SHORT EXERCISE: Please reproduce the listing starting with the line containing "target: <item>textured gray surface</item>" and going on through the line containing "120L20 68L45 22L67", swapping "gray" for "dark" and leaving everything else unchanged.
☆ ☆ ☆ ☆ ☆
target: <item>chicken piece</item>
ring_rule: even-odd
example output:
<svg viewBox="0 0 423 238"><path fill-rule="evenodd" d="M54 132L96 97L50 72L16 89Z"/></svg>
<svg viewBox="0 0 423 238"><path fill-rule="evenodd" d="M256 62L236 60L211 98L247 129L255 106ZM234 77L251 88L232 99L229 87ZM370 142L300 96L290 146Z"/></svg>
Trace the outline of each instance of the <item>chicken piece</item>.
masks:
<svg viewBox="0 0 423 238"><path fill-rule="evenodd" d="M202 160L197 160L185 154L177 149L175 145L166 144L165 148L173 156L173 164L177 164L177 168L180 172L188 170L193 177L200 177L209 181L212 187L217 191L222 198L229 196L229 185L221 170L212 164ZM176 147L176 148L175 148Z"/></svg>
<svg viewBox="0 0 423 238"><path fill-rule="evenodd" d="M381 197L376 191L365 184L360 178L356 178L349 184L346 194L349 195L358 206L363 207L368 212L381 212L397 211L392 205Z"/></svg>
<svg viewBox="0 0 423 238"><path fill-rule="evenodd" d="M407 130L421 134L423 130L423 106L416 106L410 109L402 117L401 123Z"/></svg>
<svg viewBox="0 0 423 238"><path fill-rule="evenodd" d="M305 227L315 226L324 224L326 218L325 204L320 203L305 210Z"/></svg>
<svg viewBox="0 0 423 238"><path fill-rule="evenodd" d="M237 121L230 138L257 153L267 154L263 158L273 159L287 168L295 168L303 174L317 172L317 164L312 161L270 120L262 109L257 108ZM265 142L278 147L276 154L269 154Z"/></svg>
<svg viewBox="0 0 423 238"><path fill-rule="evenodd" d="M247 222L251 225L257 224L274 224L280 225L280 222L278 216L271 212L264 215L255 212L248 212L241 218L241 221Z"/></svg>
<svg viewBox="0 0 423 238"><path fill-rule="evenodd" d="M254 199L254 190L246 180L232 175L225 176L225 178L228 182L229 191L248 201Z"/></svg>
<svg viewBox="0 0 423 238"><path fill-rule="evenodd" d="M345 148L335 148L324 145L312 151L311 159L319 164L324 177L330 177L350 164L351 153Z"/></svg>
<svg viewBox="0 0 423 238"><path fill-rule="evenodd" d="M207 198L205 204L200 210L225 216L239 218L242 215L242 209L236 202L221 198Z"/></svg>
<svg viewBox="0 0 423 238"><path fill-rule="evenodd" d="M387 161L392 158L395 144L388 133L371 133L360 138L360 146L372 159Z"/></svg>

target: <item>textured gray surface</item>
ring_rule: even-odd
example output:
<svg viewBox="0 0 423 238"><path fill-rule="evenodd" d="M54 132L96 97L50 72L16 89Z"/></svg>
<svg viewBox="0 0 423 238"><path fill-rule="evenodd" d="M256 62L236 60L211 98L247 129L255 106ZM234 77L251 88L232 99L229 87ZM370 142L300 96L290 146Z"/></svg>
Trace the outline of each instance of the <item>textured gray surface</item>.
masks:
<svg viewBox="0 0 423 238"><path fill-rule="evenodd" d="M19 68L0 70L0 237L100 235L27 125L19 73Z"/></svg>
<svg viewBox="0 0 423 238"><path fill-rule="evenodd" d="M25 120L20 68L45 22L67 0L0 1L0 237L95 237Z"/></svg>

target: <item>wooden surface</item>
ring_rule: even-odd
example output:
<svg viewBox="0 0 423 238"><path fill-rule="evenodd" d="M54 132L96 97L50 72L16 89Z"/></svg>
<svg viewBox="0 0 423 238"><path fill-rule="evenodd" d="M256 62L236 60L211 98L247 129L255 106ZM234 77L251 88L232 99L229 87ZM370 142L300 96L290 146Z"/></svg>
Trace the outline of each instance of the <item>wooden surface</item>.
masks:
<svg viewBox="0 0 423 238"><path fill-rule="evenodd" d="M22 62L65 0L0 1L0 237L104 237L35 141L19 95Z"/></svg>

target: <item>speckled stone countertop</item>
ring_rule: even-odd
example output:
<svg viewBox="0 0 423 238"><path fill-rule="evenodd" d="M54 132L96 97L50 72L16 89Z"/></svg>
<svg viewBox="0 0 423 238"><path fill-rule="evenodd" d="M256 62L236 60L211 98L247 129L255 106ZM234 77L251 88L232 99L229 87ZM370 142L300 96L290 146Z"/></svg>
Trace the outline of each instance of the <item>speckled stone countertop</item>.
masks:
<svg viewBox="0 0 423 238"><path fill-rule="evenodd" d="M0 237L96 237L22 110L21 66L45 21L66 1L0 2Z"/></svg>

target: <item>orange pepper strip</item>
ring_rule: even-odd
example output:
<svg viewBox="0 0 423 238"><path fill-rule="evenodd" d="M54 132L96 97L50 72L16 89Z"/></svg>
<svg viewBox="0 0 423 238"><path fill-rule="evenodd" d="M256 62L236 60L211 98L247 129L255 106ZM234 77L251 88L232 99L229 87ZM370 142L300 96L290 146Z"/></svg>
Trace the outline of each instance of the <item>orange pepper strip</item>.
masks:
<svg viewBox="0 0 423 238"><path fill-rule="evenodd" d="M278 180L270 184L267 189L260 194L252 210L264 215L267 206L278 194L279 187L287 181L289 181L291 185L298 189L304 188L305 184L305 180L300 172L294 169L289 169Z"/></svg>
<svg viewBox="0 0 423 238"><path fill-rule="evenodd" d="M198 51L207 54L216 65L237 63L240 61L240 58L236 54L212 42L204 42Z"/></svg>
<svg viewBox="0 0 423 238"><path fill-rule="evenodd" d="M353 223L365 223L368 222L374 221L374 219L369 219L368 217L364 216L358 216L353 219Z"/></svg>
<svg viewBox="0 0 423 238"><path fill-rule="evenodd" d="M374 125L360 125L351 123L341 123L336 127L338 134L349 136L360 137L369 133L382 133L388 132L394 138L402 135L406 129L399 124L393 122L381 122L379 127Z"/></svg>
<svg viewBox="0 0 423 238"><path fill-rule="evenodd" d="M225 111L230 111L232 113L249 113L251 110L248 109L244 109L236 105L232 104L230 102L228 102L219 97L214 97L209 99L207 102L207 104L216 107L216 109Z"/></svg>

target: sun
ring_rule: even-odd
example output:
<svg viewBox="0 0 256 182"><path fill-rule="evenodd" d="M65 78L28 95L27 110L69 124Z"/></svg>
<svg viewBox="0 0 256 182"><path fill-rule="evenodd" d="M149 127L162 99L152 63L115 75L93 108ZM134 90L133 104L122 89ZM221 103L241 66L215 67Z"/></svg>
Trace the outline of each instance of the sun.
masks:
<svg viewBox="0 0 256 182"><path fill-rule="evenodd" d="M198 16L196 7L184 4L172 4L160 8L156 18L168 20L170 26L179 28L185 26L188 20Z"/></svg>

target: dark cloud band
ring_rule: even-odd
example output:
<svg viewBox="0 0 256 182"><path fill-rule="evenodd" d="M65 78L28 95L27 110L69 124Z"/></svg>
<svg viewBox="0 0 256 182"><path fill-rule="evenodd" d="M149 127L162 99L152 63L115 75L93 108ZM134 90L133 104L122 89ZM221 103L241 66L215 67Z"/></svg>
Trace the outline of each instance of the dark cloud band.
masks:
☆ ☆ ☆ ☆ ☆
RESULT:
target: <item>textured dark surface</item>
ring_rule: even-odd
example output:
<svg viewBox="0 0 423 238"><path fill-rule="evenodd" d="M54 132L96 97L50 72L16 89Z"/></svg>
<svg viewBox="0 0 423 238"><path fill-rule="evenodd" d="M256 62L236 60L211 98L247 129L255 106ZM234 77L251 88L232 99L229 87ZM370 142L300 96L290 146Z"/></svg>
Trace the outline of each instance of the <item>textured dark surface</item>.
masks:
<svg viewBox="0 0 423 238"><path fill-rule="evenodd" d="M19 68L0 70L0 237L100 235L27 125L19 73Z"/></svg>
<svg viewBox="0 0 423 238"><path fill-rule="evenodd" d="M25 120L20 68L45 22L67 0L0 1L0 237L95 237Z"/></svg>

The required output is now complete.